TASK DESCRIPTION –
Output each line exactly as it appears, skipping any embedded picture.

[Start]

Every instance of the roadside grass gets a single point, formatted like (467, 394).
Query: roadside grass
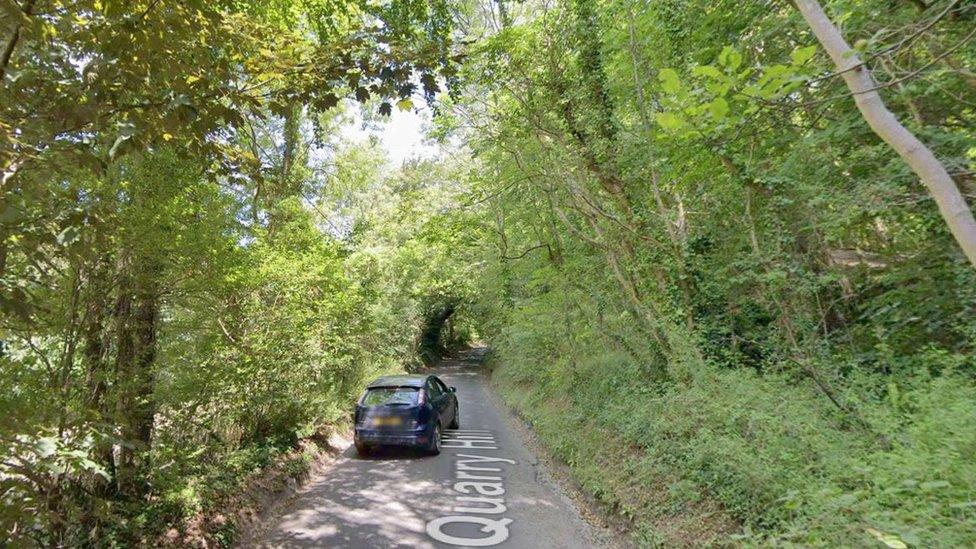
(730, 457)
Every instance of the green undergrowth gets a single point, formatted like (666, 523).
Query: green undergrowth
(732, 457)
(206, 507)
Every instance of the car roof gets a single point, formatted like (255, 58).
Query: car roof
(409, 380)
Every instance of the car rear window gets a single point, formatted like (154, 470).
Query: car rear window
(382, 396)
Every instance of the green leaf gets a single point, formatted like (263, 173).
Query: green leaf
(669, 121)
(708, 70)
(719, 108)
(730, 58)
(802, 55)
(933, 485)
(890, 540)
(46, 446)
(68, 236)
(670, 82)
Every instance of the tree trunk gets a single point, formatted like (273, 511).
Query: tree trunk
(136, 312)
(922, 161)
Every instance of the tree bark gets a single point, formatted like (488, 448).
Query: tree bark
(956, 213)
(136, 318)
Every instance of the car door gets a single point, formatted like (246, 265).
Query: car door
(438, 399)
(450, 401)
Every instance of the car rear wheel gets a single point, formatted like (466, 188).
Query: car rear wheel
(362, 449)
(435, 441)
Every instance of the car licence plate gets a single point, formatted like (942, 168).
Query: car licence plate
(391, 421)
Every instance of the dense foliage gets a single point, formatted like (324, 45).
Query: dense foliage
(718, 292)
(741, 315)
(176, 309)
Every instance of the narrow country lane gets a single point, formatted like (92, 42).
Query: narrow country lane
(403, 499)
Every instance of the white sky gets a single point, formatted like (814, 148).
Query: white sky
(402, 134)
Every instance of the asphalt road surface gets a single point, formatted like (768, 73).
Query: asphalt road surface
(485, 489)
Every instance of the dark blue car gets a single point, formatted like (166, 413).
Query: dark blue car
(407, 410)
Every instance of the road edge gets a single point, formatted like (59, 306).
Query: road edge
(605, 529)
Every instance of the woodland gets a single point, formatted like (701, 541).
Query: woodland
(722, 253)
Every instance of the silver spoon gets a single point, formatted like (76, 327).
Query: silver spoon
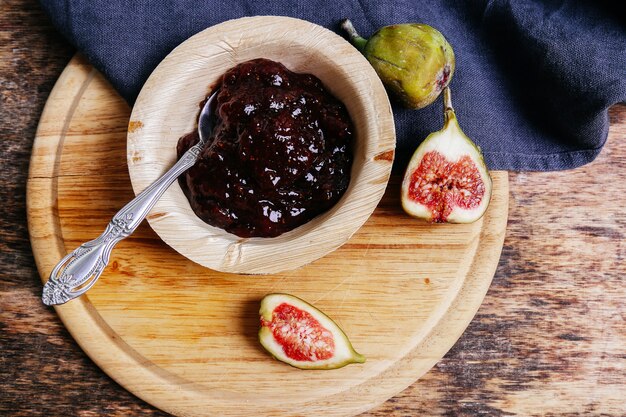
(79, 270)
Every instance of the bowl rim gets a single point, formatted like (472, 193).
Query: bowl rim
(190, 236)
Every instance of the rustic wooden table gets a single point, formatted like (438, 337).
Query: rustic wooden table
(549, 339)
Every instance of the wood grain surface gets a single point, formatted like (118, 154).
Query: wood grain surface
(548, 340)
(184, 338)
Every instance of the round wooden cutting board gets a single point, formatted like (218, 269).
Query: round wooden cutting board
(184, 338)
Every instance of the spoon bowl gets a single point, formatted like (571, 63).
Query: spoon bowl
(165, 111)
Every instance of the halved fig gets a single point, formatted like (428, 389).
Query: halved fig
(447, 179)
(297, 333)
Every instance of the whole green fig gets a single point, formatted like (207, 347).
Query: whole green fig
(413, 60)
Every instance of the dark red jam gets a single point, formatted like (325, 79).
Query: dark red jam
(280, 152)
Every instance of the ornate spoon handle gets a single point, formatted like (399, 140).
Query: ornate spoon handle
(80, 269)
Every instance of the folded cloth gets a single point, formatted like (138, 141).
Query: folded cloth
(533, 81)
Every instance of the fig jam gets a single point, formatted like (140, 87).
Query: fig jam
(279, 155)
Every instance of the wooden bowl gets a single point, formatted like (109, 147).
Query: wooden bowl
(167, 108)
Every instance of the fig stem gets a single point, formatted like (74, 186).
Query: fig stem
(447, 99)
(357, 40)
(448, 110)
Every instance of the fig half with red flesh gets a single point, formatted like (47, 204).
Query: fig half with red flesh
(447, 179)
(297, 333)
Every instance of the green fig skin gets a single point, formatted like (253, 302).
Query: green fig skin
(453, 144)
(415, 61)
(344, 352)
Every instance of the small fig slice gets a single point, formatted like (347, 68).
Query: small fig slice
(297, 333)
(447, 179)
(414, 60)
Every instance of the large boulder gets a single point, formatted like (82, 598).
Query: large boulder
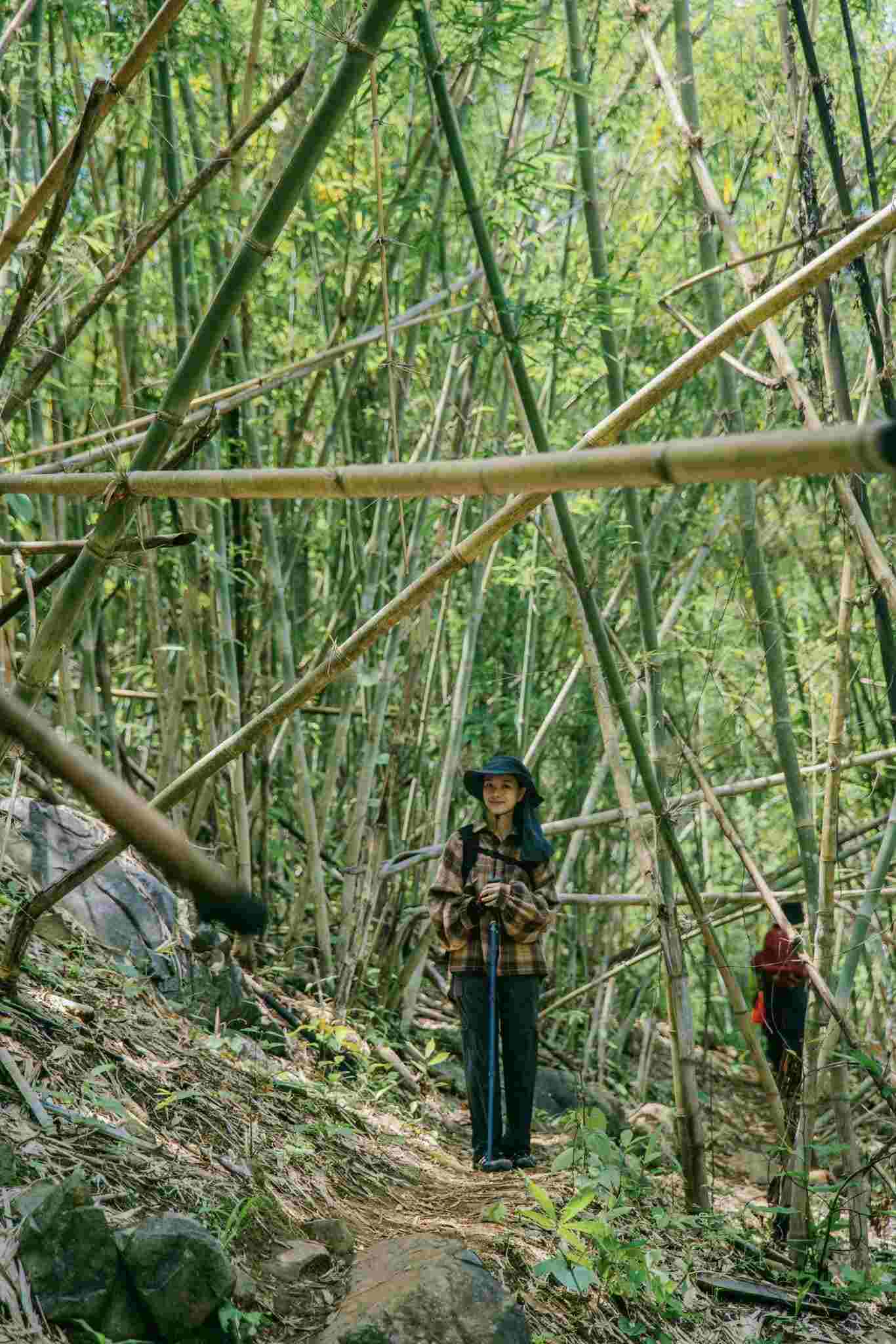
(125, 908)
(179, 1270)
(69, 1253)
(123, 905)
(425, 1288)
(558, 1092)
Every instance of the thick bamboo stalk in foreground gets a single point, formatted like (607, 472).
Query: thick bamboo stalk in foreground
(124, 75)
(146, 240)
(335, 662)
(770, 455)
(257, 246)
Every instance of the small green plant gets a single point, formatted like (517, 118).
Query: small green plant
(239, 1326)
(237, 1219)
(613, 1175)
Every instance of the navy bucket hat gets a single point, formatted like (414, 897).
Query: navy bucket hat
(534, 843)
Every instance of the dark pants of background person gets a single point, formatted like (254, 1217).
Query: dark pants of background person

[End]

ANSWER FOR THIS EXERCISE –
Every instance of the roadside grass gets a single point, formatted like (467, 394).
Query: roadside grass
(730, 457)
Every instance of the green undergrowth gets a single point, formatted like (666, 523).
Query: green undergrowth
(732, 457)
(206, 507)
Every instance of the car roof gets a single point, formatted like (255, 58).
Query: car roof
(409, 380)
Every instance of the car rear window gets a single point, formatted like (154, 470).
Query: car rear window
(382, 396)
Every instance of the green leaf gets a single point, formatted like (263, 173).
Query: green leaf
(669, 121)
(708, 70)
(719, 108)
(730, 58)
(802, 55)
(933, 485)
(890, 540)
(46, 446)
(68, 236)
(670, 82)
Every instance of the tree trunk gets a single point, formatted like (273, 511).
Query: tree trunk
(136, 312)
(922, 161)
Every instance of the tree bark gets a single point, formatted like (488, 448).
Query: tree bark
(956, 213)
(136, 318)
Every instance of the car door gets a single point, formatted like (246, 265).
Query: car door
(438, 399)
(450, 401)
Every instance of the car rear wheel gets a single point, formatted like (466, 188).
Query: car rear wheel
(362, 449)
(435, 441)
Every instance of the car licence plate gets a single point, formatted like (942, 168).
Query: car licence plate
(391, 421)
Every instance of the dense foliage gets a single point, formatted like (324, 45).
Query: dense foliage
(718, 292)
(741, 315)
(176, 309)
Every instance of the narrow country lane gets a single point, formatted like (92, 42).
Query: narrow country lane
(403, 499)
Every instance of the white sky gets a single point, formatted like (814, 148).
Query: white sky
(402, 134)
Every instance of the asphalt road surface gets a single point, formatted like (768, 73).
Query: asphalt road surface
(485, 489)
Every instance of the dark blue car gets a single point, formatted like (166, 413).
Query: dark blue car
(407, 410)
Every instance of the road edge gets a single point, formatted like (59, 306).
Query: road edge
(605, 529)
Every instance of the woodland gets a single point, formatted like (701, 541).
Query: woodland
(722, 253)
Every instance of the silver spoon gets a single point, formatted like (76, 327).
Query: silver spoon
(79, 270)
Every instance of the bowl rim gets a single point, formatted like (472, 193).
Query: bowl rim
(190, 236)
Every instance of the rustic wooden table gets a single point, formatted like (438, 337).
Query: rustic wooden table
(549, 339)
Every instance of the wood grain surface gets a single point, formatted like (118, 154).
Query: wood grain surface
(548, 340)
(184, 338)
Every instance of the round wooden cutting board gets a single point, formatted like (218, 269).
Query: round wooden cutting board
(184, 338)
Every instance of the spoon bowl gets a single point, formatted like (571, 63).
Query: spoon bowl
(165, 111)
Every instance of the halved fig gets a single point, formatted like (428, 389).
Query: halved fig
(447, 179)
(297, 333)
Every instance of the whole green fig gets a single point, formatted like (207, 347).
Query: whole green fig
(413, 60)
Every instance of the dark red jam gets a single point, formatted like (325, 79).
Query: dark red jam
(280, 152)
Every instance of the ornate spoon handle gets a single point, formatted like (399, 140).
Query: ornate spoon handle
(80, 269)
Every instance of the folded cloth gets a single point, formatted like (138, 141).
Query: folded cloth
(533, 81)
Every instance of the fig jam gets a single point, formatted like (140, 87).
Query: fig jam
(279, 155)
Every instance of the wooden bowl gets a single point, formatted like (109, 147).
Query: wooden bowl
(167, 108)
Every instance of the fig stem gets a single point, formatted like (74, 186).
Query: fig stem
(447, 99)
(357, 40)
(448, 110)
Every instance of the fig half with red flesh gets a single point, formatted like (47, 204).
Query: fig half with red flesh
(447, 179)
(297, 333)
Every instance of the green fig skin gets a single point, formatted like (253, 302).
Query: green fig skin
(453, 144)
(415, 61)
(344, 352)
Every instance of the small fig slice gets a single point, formatted like (347, 68).
Query: small fig slice
(297, 333)
(447, 179)
(414, 60)
Every instance of the large boulder gets a single point, formatted like (82, 598).
Query: large boulder
(125, 908)
(179, 1270)
(69, 1253)
(123, 905)
(425, 1288)
(558, 1092)
Every instance of the thick bamboo stalk in foreground gets a single point, formatted like (607, 472).
Query: thick bamboo stalk in foreground
(124, 75)
(146, 240)
(335, 662)
(770, 455)
(257, 246)
Every instance of the small green plant gets a single point, formatted like (517, 118).
Query: small green plant
(239, 1326)
(237, 1219)
(613, 1175)
Every instance of the navy bucket hat gets a single point, formatted like (414, 897).
Query: navy bucket hat
(534, 843)
Every instance of the dark pants of background person gets a single point, formatted like (254, 1217).
Query: dark pants of background person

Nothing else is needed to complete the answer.